* _Exercise description_: Copy out the material below verbatim, starting at the line that contains "For the rear door in" and ending at the line that contains "(1173, 725)", with both of those lines included.

_ _ _

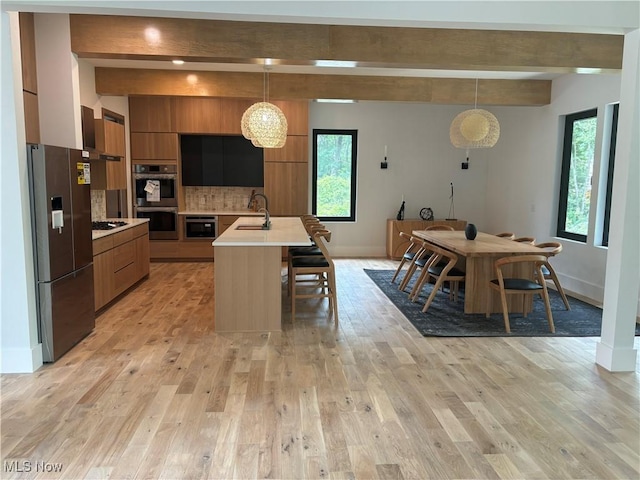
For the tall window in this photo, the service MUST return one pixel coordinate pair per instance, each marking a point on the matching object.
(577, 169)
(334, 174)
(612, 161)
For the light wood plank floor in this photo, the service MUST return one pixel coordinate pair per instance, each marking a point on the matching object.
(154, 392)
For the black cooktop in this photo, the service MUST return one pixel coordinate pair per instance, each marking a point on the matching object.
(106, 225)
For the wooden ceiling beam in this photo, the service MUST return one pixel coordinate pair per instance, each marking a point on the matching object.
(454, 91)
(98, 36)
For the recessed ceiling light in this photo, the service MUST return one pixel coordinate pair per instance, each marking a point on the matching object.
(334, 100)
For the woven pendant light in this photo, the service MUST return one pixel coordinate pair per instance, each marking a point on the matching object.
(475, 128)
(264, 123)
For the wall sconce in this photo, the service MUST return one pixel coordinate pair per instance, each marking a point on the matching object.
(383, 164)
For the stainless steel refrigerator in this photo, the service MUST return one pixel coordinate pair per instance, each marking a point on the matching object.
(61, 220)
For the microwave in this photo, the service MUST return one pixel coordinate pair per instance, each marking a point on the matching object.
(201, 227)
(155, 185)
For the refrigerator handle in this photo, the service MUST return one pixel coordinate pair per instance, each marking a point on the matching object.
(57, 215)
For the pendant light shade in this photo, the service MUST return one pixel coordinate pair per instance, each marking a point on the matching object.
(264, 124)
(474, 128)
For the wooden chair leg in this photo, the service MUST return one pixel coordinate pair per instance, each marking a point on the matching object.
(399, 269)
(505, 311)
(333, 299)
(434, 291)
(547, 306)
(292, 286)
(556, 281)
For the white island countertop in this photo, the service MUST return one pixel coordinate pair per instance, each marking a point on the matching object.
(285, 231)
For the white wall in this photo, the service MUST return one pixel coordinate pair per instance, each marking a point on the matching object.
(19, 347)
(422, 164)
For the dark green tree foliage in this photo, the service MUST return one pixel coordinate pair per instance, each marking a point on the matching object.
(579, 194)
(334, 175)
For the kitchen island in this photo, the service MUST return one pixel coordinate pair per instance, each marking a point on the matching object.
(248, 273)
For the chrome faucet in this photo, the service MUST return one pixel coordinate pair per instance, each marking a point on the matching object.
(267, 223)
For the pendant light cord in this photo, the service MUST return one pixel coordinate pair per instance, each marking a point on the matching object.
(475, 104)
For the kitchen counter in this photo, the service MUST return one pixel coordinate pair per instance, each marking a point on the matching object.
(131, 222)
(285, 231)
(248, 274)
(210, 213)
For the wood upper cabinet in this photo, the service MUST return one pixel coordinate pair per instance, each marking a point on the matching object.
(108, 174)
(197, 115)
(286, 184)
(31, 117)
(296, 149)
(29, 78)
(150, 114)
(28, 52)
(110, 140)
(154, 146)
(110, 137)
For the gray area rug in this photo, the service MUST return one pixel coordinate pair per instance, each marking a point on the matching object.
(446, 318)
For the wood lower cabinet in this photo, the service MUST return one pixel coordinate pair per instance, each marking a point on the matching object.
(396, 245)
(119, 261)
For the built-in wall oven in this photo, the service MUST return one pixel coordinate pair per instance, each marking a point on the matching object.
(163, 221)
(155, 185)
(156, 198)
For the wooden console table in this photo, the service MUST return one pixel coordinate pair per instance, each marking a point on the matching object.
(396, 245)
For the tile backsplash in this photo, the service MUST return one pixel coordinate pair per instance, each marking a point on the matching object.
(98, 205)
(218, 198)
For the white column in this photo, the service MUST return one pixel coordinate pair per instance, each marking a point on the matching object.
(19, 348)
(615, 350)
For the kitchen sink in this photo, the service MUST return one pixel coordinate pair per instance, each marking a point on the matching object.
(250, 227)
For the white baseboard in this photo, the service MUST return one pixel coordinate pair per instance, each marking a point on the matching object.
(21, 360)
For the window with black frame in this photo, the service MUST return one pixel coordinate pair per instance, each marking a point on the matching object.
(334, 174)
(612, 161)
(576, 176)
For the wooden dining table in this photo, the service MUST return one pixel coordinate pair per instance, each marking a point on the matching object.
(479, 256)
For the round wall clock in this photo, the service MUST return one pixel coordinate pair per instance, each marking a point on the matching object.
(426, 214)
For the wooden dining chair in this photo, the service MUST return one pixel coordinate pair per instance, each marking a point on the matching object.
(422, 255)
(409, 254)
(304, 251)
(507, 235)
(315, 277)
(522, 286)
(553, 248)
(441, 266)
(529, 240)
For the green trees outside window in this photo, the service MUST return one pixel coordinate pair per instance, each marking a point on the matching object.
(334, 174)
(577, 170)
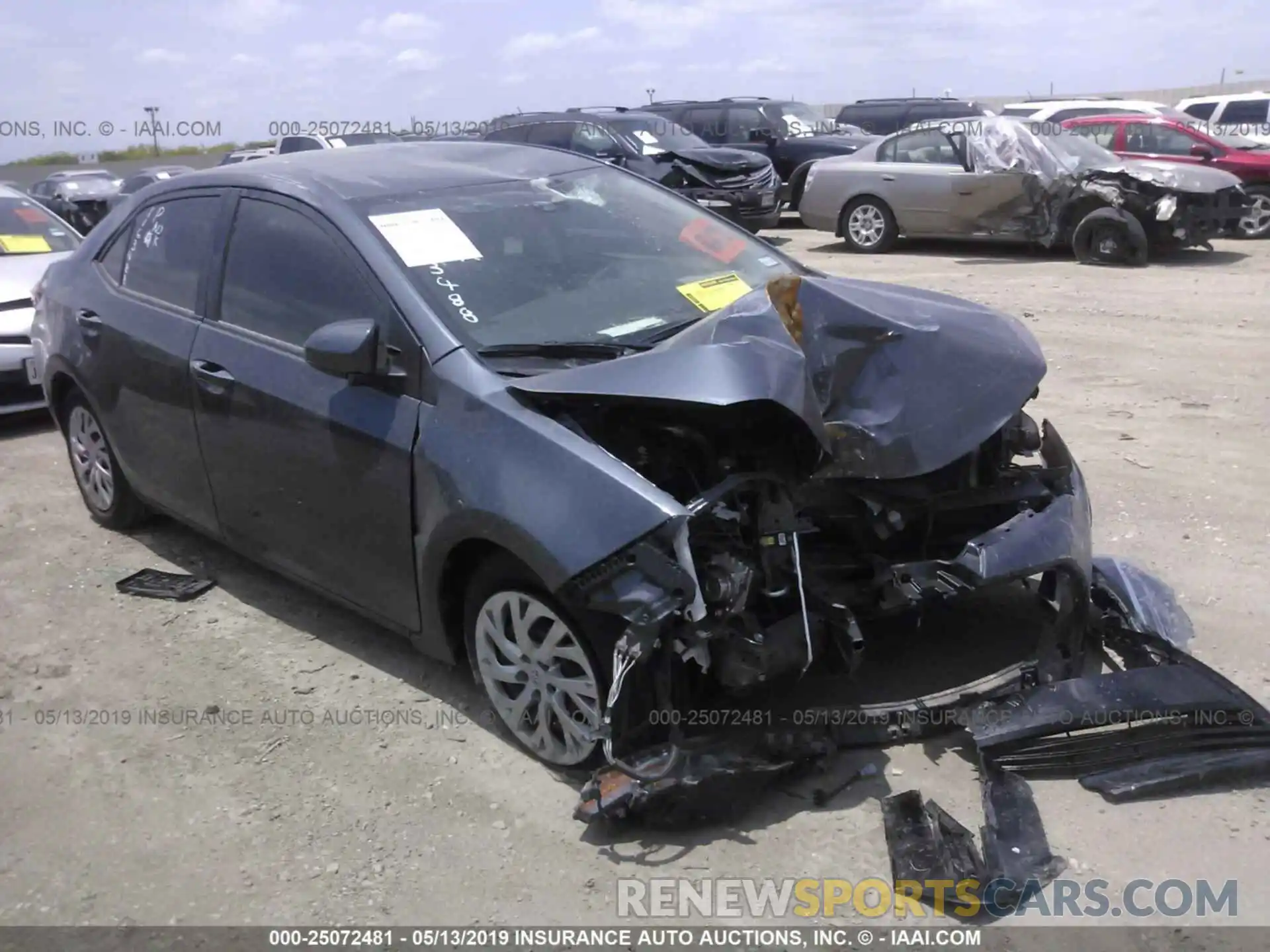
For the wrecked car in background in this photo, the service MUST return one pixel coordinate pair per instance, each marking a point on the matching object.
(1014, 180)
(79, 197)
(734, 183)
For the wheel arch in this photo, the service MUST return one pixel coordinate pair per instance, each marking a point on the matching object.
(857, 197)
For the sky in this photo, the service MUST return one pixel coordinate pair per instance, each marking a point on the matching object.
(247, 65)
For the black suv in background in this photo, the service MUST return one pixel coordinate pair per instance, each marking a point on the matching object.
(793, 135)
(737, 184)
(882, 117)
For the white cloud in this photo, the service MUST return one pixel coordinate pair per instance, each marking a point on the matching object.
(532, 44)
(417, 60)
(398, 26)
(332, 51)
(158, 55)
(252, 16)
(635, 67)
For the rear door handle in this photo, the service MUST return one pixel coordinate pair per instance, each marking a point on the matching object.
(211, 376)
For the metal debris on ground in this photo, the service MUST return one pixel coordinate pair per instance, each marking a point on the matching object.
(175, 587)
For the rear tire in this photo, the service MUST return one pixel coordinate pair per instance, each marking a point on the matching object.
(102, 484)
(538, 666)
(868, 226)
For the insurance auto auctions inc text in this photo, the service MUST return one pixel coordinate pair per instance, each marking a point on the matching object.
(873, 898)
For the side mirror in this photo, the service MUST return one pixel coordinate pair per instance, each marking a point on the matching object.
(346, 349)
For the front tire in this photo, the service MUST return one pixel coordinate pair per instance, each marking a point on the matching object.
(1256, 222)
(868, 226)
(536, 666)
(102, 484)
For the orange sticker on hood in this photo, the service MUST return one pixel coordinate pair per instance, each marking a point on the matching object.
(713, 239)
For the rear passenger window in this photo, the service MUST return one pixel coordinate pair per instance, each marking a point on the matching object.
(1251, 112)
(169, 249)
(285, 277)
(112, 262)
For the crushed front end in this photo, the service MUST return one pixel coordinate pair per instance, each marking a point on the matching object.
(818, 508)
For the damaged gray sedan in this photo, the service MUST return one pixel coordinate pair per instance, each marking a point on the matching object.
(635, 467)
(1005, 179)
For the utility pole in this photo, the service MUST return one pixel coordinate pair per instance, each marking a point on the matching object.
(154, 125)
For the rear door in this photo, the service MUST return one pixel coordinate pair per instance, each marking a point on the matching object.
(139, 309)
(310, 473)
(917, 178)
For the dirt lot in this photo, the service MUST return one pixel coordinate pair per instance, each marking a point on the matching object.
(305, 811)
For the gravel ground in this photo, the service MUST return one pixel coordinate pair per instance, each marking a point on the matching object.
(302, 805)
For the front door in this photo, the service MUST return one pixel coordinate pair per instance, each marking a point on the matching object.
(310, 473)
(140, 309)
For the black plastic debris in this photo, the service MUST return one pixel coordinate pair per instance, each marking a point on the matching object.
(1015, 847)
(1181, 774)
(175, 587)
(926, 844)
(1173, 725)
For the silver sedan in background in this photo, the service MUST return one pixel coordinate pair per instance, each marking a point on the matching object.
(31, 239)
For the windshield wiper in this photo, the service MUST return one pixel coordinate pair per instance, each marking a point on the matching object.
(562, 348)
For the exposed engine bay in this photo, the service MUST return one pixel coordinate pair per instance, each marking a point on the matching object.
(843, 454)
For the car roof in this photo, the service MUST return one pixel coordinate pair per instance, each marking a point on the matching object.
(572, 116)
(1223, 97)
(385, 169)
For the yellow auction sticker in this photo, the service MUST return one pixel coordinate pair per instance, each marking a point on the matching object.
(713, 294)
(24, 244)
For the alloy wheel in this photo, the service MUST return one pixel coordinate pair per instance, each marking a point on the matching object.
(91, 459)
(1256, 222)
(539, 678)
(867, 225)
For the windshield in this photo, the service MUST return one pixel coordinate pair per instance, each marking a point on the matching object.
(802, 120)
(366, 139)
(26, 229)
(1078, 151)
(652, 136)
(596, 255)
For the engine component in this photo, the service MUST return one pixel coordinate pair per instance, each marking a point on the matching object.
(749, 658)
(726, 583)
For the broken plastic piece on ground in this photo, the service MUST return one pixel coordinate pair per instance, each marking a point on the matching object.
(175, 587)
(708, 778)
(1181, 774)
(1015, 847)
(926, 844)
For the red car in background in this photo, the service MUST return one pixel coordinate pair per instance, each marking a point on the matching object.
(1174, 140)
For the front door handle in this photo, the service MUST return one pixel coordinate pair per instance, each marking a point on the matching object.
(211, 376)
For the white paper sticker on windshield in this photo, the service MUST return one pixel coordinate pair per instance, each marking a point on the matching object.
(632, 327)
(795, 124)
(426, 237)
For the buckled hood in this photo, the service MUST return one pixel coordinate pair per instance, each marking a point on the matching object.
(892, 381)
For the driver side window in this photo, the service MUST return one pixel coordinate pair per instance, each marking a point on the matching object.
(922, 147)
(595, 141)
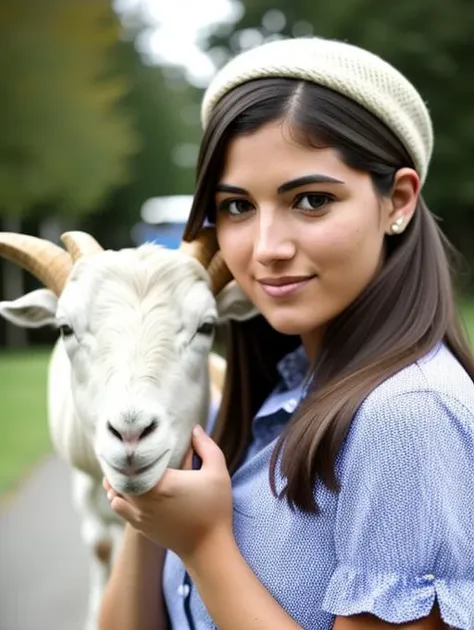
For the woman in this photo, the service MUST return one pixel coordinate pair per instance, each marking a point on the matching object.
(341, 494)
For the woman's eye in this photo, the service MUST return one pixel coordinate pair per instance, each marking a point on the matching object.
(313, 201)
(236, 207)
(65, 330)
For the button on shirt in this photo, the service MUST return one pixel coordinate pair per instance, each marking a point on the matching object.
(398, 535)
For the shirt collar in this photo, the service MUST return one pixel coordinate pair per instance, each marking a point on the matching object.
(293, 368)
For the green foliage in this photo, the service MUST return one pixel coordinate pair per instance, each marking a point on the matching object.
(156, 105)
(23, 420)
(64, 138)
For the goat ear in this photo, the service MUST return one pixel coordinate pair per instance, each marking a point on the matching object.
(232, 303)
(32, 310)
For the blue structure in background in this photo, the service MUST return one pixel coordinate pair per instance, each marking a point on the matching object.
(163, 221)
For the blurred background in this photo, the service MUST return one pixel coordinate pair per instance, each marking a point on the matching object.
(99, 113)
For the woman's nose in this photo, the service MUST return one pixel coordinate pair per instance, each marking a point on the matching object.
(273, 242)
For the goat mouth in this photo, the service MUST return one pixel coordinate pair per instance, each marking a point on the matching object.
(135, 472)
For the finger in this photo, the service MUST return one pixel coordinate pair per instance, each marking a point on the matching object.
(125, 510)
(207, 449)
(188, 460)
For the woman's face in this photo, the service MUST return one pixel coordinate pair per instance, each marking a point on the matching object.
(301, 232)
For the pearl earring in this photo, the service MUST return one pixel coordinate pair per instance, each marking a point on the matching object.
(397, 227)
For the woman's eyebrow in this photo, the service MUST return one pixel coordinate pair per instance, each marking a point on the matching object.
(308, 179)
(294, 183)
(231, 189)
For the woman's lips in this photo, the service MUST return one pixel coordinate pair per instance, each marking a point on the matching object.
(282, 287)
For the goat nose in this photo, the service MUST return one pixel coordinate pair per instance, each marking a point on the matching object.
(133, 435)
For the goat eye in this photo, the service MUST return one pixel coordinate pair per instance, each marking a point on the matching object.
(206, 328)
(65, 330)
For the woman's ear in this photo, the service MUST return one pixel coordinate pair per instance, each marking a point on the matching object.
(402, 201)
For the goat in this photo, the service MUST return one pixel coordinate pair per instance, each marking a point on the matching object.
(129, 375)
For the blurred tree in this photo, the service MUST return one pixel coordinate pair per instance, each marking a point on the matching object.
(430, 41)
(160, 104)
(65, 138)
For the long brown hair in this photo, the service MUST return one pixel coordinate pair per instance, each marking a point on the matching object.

_ _ _

* _Written answer_:
For the rear door in this photo, the service MUST return one pixel coordinate pair per instance, each marking a point on the matching object.
(139, 309)
(310, 473)
(917, 178)
For the dirt lot in this photo, the service MUST return one pixel coordinate pair per instance, each marking a point on the matching object.
(305, 811)
For the gravel ground in this photo, the service MUST return one pixel coordinate pair per instance, each marking a point on the matching object.
(302, 805)
For the front door in this photo, the service MUST return one pixel coordinate pair per instance, each marking a point on the matching object.
(310, 473)
(140, 309)
For the black plastic debris in this photo, the service MUST return one pixel coordinate pair per instance, each marking a point on the matching object.
(1015, 847)
(1181, 774)
(175, 587)
(926, 844)
(1173, 725)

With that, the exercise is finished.